Task to complete — Start at the line with "Exercise. Pick out the man with" in the records below, stop at the line with "Target: woman in red coat", and return every line in that span exactly, the two end lines included.

━━━━━━━━━━━━━━━━━━━━━━━━━━━━━━

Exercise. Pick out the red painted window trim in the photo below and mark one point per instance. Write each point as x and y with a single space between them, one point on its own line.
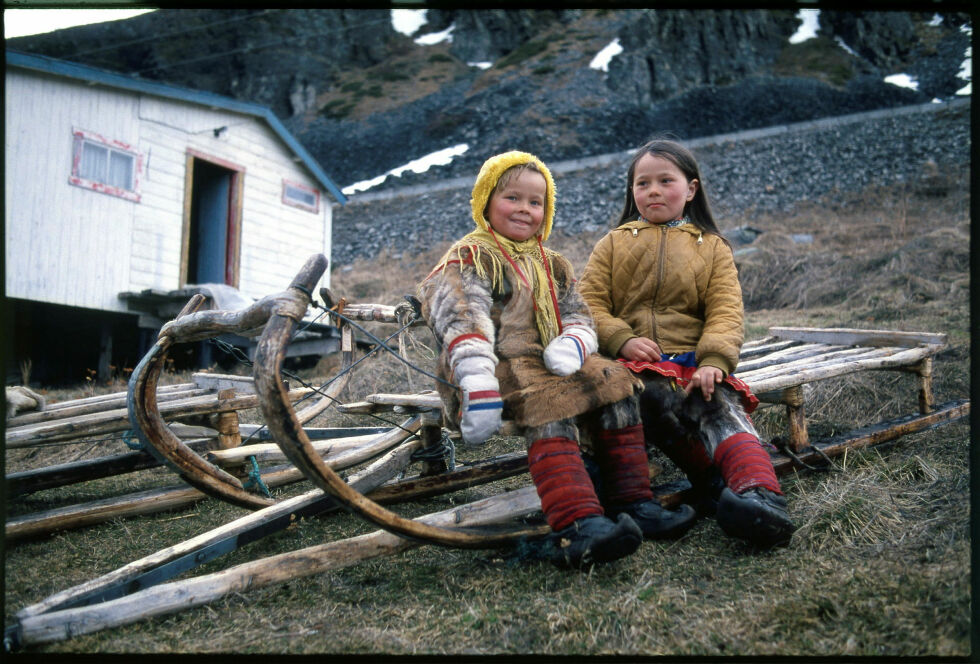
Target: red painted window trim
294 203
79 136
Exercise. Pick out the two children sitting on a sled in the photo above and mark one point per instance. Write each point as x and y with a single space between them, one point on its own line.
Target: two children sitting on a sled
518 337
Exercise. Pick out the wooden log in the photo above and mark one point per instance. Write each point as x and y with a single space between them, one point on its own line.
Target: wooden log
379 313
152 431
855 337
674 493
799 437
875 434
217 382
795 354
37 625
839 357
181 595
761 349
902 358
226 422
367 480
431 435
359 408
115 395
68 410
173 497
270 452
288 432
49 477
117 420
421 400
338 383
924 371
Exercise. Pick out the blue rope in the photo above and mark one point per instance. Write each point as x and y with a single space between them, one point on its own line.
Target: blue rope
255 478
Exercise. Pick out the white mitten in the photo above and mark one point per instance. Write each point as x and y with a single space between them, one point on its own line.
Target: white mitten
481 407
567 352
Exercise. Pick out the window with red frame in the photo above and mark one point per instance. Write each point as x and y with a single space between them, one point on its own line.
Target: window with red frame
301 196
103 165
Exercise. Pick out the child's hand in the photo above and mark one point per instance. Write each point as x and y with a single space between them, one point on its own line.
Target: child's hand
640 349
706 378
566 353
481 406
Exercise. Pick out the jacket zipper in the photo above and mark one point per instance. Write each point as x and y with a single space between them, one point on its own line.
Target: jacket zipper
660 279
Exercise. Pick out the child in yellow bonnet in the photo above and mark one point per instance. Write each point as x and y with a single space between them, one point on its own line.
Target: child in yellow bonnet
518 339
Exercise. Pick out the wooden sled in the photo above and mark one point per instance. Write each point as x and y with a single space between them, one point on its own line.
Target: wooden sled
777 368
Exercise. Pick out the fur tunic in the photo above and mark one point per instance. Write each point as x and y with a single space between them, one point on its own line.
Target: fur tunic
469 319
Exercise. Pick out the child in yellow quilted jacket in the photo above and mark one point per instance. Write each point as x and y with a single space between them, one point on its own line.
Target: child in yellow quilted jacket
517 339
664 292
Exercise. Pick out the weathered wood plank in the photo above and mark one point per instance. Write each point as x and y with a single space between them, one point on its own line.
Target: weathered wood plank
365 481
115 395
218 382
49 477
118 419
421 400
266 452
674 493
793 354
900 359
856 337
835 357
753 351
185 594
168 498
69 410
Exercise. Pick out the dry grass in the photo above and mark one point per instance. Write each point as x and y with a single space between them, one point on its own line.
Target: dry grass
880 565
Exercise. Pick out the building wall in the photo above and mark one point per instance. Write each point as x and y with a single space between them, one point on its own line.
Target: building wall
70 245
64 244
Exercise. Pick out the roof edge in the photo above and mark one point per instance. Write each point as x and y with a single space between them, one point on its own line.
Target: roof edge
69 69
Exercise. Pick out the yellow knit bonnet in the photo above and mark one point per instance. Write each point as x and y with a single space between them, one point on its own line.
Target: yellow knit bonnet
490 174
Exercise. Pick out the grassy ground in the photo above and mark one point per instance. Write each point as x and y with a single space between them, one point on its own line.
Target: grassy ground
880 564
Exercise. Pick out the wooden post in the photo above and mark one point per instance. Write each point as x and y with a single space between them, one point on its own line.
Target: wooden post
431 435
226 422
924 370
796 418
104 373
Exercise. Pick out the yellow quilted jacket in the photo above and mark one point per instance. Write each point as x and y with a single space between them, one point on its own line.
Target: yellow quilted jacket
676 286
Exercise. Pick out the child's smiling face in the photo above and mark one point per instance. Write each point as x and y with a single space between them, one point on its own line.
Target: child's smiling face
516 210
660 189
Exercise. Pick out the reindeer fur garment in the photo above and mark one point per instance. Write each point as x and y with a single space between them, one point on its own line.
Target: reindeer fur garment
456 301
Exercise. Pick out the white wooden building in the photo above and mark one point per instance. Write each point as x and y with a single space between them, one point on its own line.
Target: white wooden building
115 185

━━━━━━━━━━━━━━━━━━━━━━━━━━━━━━

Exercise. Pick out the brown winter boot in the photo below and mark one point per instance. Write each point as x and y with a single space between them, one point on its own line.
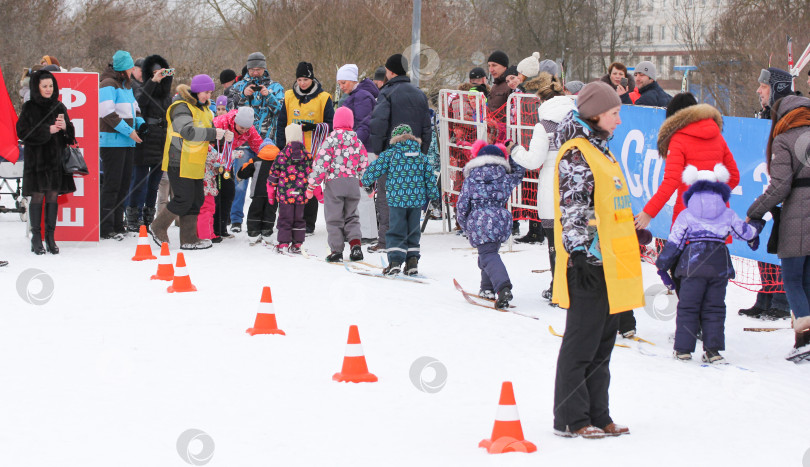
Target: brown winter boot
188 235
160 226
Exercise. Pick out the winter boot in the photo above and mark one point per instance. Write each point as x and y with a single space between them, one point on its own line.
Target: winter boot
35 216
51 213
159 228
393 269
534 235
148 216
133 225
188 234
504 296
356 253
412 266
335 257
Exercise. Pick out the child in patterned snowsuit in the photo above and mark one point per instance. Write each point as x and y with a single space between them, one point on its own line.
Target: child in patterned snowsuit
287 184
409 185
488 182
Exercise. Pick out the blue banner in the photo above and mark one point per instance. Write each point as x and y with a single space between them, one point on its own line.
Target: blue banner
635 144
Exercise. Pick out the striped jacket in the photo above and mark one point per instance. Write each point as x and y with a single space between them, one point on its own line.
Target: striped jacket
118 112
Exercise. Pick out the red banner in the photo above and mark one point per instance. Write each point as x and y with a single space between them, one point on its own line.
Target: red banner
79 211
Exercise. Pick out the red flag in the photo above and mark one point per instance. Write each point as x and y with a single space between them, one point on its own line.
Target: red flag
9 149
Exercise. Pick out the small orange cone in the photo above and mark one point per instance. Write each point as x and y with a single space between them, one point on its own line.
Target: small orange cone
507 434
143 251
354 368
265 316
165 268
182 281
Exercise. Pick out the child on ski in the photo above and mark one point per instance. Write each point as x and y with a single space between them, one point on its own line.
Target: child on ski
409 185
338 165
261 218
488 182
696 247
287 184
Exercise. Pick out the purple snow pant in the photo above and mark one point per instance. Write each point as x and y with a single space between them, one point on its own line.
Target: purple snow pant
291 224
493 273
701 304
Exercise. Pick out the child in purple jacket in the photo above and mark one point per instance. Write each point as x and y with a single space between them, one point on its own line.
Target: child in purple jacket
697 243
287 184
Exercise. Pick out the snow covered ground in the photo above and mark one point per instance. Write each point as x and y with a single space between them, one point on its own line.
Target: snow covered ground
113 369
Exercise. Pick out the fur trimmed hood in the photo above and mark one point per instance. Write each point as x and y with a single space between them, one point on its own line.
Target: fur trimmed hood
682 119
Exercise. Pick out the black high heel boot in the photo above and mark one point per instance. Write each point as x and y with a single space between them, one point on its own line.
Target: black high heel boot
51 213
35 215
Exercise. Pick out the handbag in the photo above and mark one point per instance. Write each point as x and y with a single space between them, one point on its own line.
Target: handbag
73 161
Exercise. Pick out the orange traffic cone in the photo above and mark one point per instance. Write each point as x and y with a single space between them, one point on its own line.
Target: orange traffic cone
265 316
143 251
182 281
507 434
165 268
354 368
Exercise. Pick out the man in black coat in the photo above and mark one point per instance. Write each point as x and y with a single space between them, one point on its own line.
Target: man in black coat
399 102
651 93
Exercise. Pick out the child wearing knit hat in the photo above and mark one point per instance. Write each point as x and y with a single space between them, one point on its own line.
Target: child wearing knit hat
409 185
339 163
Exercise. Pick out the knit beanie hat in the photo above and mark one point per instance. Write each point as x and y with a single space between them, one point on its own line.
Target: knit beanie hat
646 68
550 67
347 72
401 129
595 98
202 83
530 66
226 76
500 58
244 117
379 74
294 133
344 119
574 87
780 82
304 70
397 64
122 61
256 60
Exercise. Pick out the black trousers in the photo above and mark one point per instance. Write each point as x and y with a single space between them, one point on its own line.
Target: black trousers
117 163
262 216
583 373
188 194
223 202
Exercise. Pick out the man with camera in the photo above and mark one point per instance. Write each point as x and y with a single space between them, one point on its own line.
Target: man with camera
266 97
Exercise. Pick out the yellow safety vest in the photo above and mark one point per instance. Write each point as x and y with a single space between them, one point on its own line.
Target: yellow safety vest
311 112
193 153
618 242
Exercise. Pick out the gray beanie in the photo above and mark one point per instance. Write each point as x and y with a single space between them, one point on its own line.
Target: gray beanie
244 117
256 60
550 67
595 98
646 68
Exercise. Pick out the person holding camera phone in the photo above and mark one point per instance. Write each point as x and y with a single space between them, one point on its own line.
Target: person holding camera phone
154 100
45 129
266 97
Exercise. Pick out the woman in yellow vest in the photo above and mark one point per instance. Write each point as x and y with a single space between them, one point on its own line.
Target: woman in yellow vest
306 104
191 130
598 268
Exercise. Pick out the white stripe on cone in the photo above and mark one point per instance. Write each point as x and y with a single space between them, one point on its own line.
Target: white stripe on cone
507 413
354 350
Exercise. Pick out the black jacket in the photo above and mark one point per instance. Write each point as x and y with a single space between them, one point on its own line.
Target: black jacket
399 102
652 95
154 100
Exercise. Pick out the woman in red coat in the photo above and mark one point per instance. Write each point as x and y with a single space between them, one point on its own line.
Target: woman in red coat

━━━━━━━━━━━━━━━━━━━━━━━━━━━━━━

Written answer —
Exercise. Pick out the man with camera in the photo above and mark one point per instance. Write each point as x and y with a single space between them, one point on its own line.
Target: man with camera
266 97
Exercise. Pick out the yellow safety vest in the photo above and mark one point per instance. Write each point as x and y with a single space between them, one point on its own line.
Target: yellow safety vest
311 112
193 153
618 242
Exercise. Pick out the gray beanie in the photo above and mark one point per instance. Write each point as x and y with a single space between them, one point on its own line.
Target: gray beanie
244 117
256 60
550 67
595 98
646 68
Exercise. Pick out the person holding camera phone in the photo above and mark one point per instance. Write each point as x and y with a single space between them, one point on its own line.
Target: person holding camera phone
154 100
45 129
266 97
Exercise. Pick out the woman in yellow vest in the photo above and mark one point per instance. Write each point as x and y with a single space between them, one point on its own line.
Target: woman in yellow vest
306 104
191 130
598 268
Exercise. Pick out the white stripe on cone in the photo above and mark one point per instance. Write each point as x and y with a single space between them, one point on its own line.
Target: white stripe on cone
507 413
354 350
Exercise. Pick out the black jacket in the photo above and mark one point per instance. Write each point as x and y with a single space between them, one point on its own line.
Target: black jacket
399 102
652 95
154 100
Exercise. Pick out the woman in red coat in the photo above and mark one point per instance. Write each point as x and y with a single space between them, one point on its own line.
Target: woman in red coat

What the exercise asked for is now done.